EXCERPTED TEXT ->
= Beginning of Section =

They are found wherever other measurement methods fail: magnetic sensors. They defy harsh environmental conditions and also function in fluids. A new procedure is now revolutionizing the production of two-dimensional magnetic sensors: They now only cost half, and production time is reduced by 50 percent.
Where did you have to go? Turn right here – or was it the next turn? A glance at the smart-phone helps: Various apps provide maps and turn them in the right direction, adjusting them to north. Navigation devices are equally clever: They too show the right direction even before the car sets off. This is made possible by a magnetic sensor. It establishes how the device is being held in relation to the earth’s magnetic field. The market is highly competitive: Every cent counts in the price of the sensors. Until now, manufacturers have relied on several cheap one-dimensional sensors. The disadvantage: They are less sensitive and do not work as accurately as two-dimensional models.

= End of Section =

EXERCISE AIM -> Update the magnetic sensor text from "They are found" down to "by 50 percent.", replacing "harsh" with "extreme". The items that follow are taken from a different source.

DATA SHOWN ->
= Beginning of Section =

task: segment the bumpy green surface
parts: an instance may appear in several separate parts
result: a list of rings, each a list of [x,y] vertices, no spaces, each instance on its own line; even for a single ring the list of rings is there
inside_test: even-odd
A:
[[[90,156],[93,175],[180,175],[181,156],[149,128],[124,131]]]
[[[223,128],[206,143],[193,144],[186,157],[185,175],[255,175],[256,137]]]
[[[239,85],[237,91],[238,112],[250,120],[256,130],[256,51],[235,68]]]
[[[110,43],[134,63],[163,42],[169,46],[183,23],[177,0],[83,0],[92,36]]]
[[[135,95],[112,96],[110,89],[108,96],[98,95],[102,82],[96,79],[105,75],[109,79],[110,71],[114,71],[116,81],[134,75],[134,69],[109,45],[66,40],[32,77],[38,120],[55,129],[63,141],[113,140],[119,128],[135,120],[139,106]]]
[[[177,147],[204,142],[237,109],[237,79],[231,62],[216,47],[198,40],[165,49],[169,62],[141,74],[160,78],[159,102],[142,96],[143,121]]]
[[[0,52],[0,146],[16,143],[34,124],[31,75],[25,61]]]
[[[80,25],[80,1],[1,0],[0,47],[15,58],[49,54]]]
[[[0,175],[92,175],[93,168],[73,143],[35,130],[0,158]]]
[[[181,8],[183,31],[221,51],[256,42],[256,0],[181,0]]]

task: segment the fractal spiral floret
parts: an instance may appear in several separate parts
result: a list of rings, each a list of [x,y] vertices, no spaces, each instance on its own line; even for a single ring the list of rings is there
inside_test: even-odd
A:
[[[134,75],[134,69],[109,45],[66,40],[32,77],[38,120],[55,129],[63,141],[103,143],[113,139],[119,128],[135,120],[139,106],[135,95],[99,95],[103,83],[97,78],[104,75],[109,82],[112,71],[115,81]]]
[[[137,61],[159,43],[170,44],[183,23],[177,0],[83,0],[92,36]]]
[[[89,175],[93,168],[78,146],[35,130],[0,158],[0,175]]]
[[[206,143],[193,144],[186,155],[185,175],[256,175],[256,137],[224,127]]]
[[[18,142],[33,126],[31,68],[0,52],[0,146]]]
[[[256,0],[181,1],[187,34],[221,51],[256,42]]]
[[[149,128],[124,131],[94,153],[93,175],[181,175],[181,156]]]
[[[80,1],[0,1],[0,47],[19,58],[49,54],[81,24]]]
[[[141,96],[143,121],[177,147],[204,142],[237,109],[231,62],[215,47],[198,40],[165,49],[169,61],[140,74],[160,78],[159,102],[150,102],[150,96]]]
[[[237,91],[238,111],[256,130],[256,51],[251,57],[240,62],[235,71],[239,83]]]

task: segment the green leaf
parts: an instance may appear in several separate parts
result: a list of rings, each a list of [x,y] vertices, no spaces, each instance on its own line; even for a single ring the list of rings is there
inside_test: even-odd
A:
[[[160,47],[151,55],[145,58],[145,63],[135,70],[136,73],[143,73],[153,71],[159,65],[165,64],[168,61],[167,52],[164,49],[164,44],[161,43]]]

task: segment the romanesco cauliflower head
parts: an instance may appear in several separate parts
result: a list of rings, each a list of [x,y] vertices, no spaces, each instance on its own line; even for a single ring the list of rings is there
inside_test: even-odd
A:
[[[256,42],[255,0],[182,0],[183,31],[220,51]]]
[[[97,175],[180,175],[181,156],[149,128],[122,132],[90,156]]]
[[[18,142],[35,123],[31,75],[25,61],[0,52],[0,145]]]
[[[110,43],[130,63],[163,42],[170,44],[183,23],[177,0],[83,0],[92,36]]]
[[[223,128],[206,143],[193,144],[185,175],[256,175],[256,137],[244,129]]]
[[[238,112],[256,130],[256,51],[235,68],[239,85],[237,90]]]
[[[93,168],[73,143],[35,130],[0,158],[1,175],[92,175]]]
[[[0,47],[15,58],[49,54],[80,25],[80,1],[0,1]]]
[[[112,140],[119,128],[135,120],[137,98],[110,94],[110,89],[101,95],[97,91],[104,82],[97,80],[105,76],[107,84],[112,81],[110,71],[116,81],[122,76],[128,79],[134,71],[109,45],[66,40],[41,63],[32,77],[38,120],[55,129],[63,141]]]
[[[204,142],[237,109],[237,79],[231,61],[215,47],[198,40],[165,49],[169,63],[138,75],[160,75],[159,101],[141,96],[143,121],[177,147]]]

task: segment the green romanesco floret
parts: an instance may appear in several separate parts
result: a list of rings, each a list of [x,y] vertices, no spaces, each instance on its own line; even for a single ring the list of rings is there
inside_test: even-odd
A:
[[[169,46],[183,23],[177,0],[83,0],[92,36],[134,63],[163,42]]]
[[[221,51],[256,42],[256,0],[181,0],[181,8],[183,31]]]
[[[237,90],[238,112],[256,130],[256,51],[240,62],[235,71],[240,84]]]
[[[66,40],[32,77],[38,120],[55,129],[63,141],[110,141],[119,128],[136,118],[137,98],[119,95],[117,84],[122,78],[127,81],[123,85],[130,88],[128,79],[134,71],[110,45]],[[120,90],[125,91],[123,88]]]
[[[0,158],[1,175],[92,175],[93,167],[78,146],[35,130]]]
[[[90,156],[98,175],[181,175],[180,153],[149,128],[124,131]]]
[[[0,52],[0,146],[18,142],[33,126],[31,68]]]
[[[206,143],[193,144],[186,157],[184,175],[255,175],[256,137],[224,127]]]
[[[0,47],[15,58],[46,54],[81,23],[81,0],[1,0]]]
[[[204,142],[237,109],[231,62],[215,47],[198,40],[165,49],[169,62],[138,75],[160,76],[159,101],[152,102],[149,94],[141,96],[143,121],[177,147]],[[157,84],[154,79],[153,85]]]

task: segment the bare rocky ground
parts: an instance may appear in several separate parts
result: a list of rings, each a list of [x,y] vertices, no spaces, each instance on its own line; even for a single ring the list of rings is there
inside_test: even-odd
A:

= End of Section =

EXERCISE RESULT ->
They are found wherever other measurement methods fail: magnetic sensors. They defy extreme environmental conditions and also function in fluids. A new procedure is now revolutionizing the production of two-dimensional magnetic sensors: They now only cost half, and production time is reduced by 50 percent.